Boundary labeling items
::::
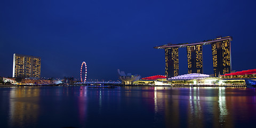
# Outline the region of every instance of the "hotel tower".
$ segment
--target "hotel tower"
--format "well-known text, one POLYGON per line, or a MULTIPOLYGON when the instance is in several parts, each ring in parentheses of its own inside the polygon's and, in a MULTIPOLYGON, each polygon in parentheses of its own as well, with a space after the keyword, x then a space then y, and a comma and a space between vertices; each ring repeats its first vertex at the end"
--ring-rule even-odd
POLYGON ((13 54, 12 77, 40 77, 41 58, 13 54))
POLYGON ((179 75, 179 48, 187 49, 188 73, 203 74, 203 45, 211 45, 213 62, 213 75, 230 73, 231 70, 230 41, 227 36, 199 43, 168 44, 154 47, 164 49, 165 55, 165 76, 170 78, 179 75))

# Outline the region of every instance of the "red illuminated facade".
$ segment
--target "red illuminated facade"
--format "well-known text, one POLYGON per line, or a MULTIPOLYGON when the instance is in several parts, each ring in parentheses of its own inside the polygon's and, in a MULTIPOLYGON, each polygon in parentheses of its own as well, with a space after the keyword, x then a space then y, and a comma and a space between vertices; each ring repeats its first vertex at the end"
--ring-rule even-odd
POLYGON ((232 73, 230 74, 226 74, 223 76, 245 75, 250 74, 256 74, 256 69, 237 71, 236 73, 232 73))
POLYGON ((142 79, 144 80, 154 80, 154 79, 161 79, 161 78, 166 78, 166 77, 163 75, 156 75, 156 76, 149 76, 148 77, 145 77, 142 79))

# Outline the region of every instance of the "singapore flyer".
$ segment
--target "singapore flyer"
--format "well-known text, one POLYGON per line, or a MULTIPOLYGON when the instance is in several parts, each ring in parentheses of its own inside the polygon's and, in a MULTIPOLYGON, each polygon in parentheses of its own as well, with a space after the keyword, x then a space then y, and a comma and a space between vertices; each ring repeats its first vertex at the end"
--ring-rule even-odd
POLYGON ((86 81, 86 76, 87 76, 87 66, 86 66, 86 63, 85 62, 83 62, 83 63, 82 63, 82 66, 81 66, 81 70, 80 71, 80 76, 81 76, 81 82, 85 82, 86 81), (84 68, 84 70, 83 70, 83 66, 84 65, 84 67, 85 68, 84 68), (84 74, 84 81, 83 81, 83 78, 84 78, 84 77, 82 76, 82 75, 84 74))

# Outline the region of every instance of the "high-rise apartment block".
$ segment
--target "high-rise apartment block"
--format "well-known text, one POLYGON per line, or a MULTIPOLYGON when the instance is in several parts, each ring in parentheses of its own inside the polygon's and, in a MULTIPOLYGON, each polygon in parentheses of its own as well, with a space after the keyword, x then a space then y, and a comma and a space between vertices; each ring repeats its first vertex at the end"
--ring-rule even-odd
POLYGON ((188 73, 203 74, 203 51, 202 45, 187 46, 188 73))
POLYGON ((231 70, 230 41, 232 37, 218 37, 194 43, 168 44, 154 47, 165 49, 165 76, 167 78, 179 75, 179 48, 187 48, 188 59, 188 73, 203 74, 202 46, 211 44, 212 46, 214 76, 230 73, 231 70))
POLYGON ((13 54, 12 77, 40 77, 41 58, 13 54))

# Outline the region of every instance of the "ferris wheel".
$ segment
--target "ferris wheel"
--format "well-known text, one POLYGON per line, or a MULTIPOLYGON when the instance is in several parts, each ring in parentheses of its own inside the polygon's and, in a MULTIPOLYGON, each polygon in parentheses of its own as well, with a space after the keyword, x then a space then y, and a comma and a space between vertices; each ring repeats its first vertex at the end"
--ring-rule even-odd
POLYGON ((86 76, 87 76, 87 66, 86 66, 86 63, 85 62, 83 62, 82 63, 82 66, 81 66, 81 70, 80 71, 80 76, 81 77, 81 82, 85 82, 86 81, 86 76), (85 67, 85 69, 83 70, 83 66, 84 65, 85 67), (84 74, 84 79, 83 81, 83 77, 82 75, 84 74))

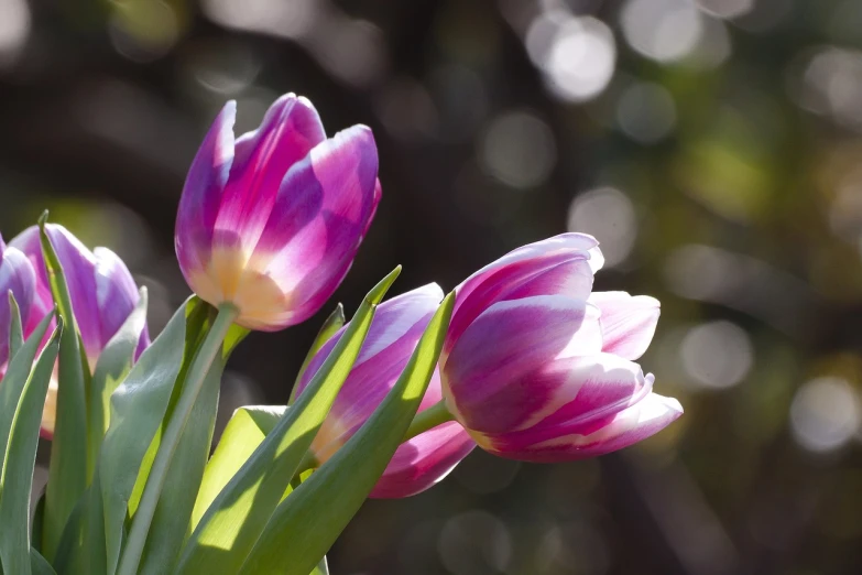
::::
What is expected — Output every line of the listing above as a JSON array of strings, one string per line. Skip blank lines and leave out the pictures.

Solution below —
[
  "# Outline the region of every instance of the \"hotel tower\".",
  "$ segment",
  "--target \"hotel tower\"",
  "--format \"well-known text, one POLYGON per line, or a MULTIPOLYGON when the instance is in several parts, each ring in parentheses of its own inside the polygon's and, in a MULTIPOLYGON, each polygon in parentheses of its own as well, with a space after the keyword, x then a space then y, and a comma and a space between vertices; each ring repeats its first vertex at the end\"",
  "--ring-rule even-odd",
  "POLYGON ((13 54, 12 77, 40 77, 41 58, 13 54))",
  "POLYGON ((179 75, 179 48, 187 49, 188 73, 203 74, 203 45, 211 45, 213 62, 213 75, 230 73, 231 70, 230 41, 227 36, 199 43, 168 44, 154 47, 164 49, 165 55, 165 76, 170 78, 179 75))",
  "# Outline the region of every instance of the \"red illuminated facade\".",
  "$ segment",
  "--target \"red illuminated facade\"",
  "--format \"well-known text, one POLYGON per line, or a MULTIPOLYGON when the instance is in several parts, each ring in parentheses of its own inside the polygon's and, in a MULTIPOLYGON, each polygon in parentheses of its own as well, with a space after the keyword, x then a space then y, and a comma and a space between vertices; each ring repeats its first vertex at the end\"",
  "--ring-rule even-odd",
  "POLYGON ((232 73, 230 74, 226 74, 223 76, 245 75, 250 74, 256 74, 256 69, 237 71, 236 73, 232 73))",
  "POLYGON ((142 79, 144 80, 154 80, 154 79, 161 79, 161 78, 166 78, 166 77, 163 75, 156 75, 156 76, 149 76, 148 77, 145 77, 142 79))",
  "# Outline the region of every instance of the \"singapore flyer\".",
  "$ segment",
  "--target \"singapore flyer\"",
  "--format \"well-known text, one POLYGON per line, or a MULTIPOLYGON when the instance is in several parts, each ring in parentheses of its own inside the polygon's and, in a MULTIPOLYGON, each polygon in parentheses of its own as well, with a space after the keyword, x then a space then y, and a comma and a space between vertices; each ring repeats its first vertex at the end\"",
  "--ring-rule even-odd",
  "POLYGON ((86 81, 86 76, 87 76, 87 66, 86 66, 86 63, 85 62, 83 62, 83 63, 82 63, 82 66, 81 66, 81 70, 80 71, 80 76, 81 76, 81 82, 85 82, 86 81), (84 68, 84 70, 83 70, 83 66, 84 65, 84 67, 85 68, 84 68), (84 74, 84 81, 83 81, 83 78, 84 78, 84 77, 82 76, 82 75, 84 74))",
  "# Outline the region of every instance of the \"high-rise apartment block\".",
  "$ segment",
  "--target \"high-rise apartment block\"",
  "--format \"well-known text, one POLYGON per line, or a MULTIPOLYGON when the instance is in several parts, each ring in parentheses of its own inside the polygon's and, in a MULTIPOLYGON, each polygon in parentheses of its own as well, with a space after the keyword, x then a space then y, and a comma and a space between vertices; each ring repeats its first vertex at the end\"",
  "--ring-rule even-odd",
  "POLYGON ((188 73, 203 74, 203 51, 202 45, 187 46, 188 73))",
  "POLYGON ((231 70, 230 41, 232 37, 218 37, 194 43, 168 44, 154 47, 165 49, 165 76, 167 78, 179 75, 179 48, 187 48, 188 59, 188 73, 203 74, 202 46, 211 44, 212 46, 214 76, 230 73, 231 70))",
  "POLYGON ((13 54, 12 77, 40 77, 41 58, 13 54))",
  "# Outline the region of every instance of the \"ferris wheel\".",
  "$ segment",
  "--target \"ferris wheel\"",
  "--format \"well-known text, one POLYGON per line, or a MULTIPOLYGON when the instance is in several parts, each ring in parentheses of its own inside the polygon's and, in a MULTIPOLYGON, each polygon in parentheses of its own as well, with a space after the keyword, x then a space then y, and a comma and a space between vertices; each ring repeats its first vertex at the end\"",
  "--ring-rule even-odd",
  "POLYGON ((86 76, 87 76, 87 66, 86 66, 86 63, 85 62, 83 62, 82 63, 82 66, 81 66, 81 70, 80 71, 80 76, 81 77, 81 82, 85 82, 86 81, 86 76), (85 67, 85 69, 83 70, 83 66, 84 65, 85 67), (84 74, 84 79, 83 81, 83 77, 82 75, 84 74))"
]